§ **Exercise task**: Rewrite all the records below, putting "widest part" wherever "thickest part" appears and keeping everything else the same.
* * * * *
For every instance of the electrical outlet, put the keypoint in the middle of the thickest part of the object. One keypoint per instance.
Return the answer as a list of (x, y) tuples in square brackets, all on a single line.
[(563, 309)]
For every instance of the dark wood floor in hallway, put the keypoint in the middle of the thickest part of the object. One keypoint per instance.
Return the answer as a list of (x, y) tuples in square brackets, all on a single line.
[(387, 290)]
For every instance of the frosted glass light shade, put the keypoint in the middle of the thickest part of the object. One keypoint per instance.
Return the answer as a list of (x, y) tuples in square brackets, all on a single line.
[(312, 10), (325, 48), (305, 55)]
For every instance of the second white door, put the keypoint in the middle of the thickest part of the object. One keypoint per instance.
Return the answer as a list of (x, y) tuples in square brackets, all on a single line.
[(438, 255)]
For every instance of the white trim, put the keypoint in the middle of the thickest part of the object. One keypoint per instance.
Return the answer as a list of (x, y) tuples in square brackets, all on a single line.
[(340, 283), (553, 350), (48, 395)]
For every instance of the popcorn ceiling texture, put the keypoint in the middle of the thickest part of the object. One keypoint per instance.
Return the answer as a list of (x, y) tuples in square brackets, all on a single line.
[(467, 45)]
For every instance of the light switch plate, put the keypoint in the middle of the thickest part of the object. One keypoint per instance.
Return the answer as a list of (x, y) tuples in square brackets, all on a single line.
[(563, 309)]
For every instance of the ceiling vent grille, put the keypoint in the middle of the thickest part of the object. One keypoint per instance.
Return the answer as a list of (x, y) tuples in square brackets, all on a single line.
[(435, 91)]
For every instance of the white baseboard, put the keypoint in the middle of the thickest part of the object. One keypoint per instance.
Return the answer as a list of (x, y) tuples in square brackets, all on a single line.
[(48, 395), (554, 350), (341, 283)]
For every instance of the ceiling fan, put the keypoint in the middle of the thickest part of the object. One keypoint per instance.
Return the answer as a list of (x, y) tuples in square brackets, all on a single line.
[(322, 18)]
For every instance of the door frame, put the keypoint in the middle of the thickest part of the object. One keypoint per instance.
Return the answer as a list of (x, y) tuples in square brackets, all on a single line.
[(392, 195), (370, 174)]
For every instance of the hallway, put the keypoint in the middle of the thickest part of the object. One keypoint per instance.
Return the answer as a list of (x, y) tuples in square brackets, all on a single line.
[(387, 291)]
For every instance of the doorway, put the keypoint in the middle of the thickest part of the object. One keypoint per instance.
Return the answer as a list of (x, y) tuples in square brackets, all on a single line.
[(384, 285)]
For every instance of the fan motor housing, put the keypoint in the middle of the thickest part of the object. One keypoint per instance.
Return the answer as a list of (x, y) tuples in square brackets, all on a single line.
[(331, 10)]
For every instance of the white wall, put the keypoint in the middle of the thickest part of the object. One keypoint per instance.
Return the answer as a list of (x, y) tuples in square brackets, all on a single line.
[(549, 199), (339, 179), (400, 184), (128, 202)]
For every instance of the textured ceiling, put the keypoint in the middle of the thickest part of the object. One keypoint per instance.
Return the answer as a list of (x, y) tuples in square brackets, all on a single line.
* * * * *
§ **Output for this task**:
For every instance of the electrical outlet, put the keypoint in the middle of the widest part of the object. One keypoint per instance.
Return the answer as a list of (x, y) tuples in square brackets, all on a single line.
[(563, 309)]
For every instance of the dark wood floor in hallway, put the keypoint in the middle of the widest part of the object. One keypoint per instance.
Return the answer as a list of (x, y) tuples in square brackets, all on a single line.
[(387, 290)]
For every instance of the frosted glass light shade, put the keypoint in the middle of the widest part of the object. One keypoint per instance.
Return the answer as a list of (x, y) tuples in square brackets, all on a single line.
[(312, 10), (325, 48), (305, 55)]
For every instance of the second white door, put the keypoint in the middle of the widest part of the object. One keypoint per instance.
Return the answer as a list of (x, y) tuples in square brackets, all on a single line.
[(438, 255)]
For every instance of the white trim, put the keypoint in the middle of the widest part of the object. One keypoint per instance.
Return the answer as a list of (x, y) tuples in square brackets, all on a single line.
[(340, 283), (553, 350), (48, 395)]
For every instance of the popcorn ceiling texture, put the keypoint in the middle of the widest part of the object. One keypoint per instance.
Return the answer as a list of (x, y) tuples in square brackets, all on a single line.
[(467, 45)]
For every instance of the light switch plate, put the keypoint in the middle of the widest part of the object. One keypoint per instance.
Return the answer as a list of (x, y) tuples in square brackets, all on a single line.
[(563, 309)]
For every instance of the ceiling vent grille, put the keypoint in the middle of the widest part of the object. One keypoint per instance.
Return the answer as a list of (x, y) tuples in square brackets, all on a single line.
[(435, 91)]
For every instance of the white baseboard, put the keypoint in the middle of the widest part of the object. One keypoint per instance.
Return the answer as a list of (x, y) tuples in square brackets, all on a single line.
[(48, 395), (554, 350), (341, 283)]
For every instance of the ceiling fan, put the keypoint in the middle of the widest part of the object. One keypoint per instance.
Return the answer as a list of (x, y) tuples in square brackets, all on a single line.
[(322, 18)]
For every instance of the door frame, put the keypoint in the middle of the widest part of the object. One keypoint per instance.
Return the answer as a list of (x, y) tuples in square brackets, all on a single line.
[(392, 195), (370, 174)]
For every instance of the hallway, put the keypoint in the middle of the widest part of the object. One keypoint per instance.
Return the answer as a list of (x, y) tuples in square brackets, all on a single line.
[(387, 291)]
For every instance of the doorway, put the keypoint in the middle of the widest part of the object. One keypoint per instance.
Return the answer as a list of (x, y) tuples in square brackets, all on a single line.
[(384, 285)]
For every instance of the fan motor housing, put the keypoint in the middle of the widest part of the object. One keypoint per instance.
Return the answer as a list of (x, y) tuples in square brackets, all on a single line.
[(331, 10)]
For every instance of the white wall, put the keypoint in the middle of the widest part of the object. One keypoint per instance.
Return the answer as a list of (x, y) tuples in square brackets, all on a single line.
[(549, 199), (339, 179), (400, 184), (128, 202)]
For every instance of the textured ceiling, put the keypoint in the middle of the widest part of the object. One keypoint per instance.
Return the answer as a list of (x, y) tuples in square brackets, all on a single line.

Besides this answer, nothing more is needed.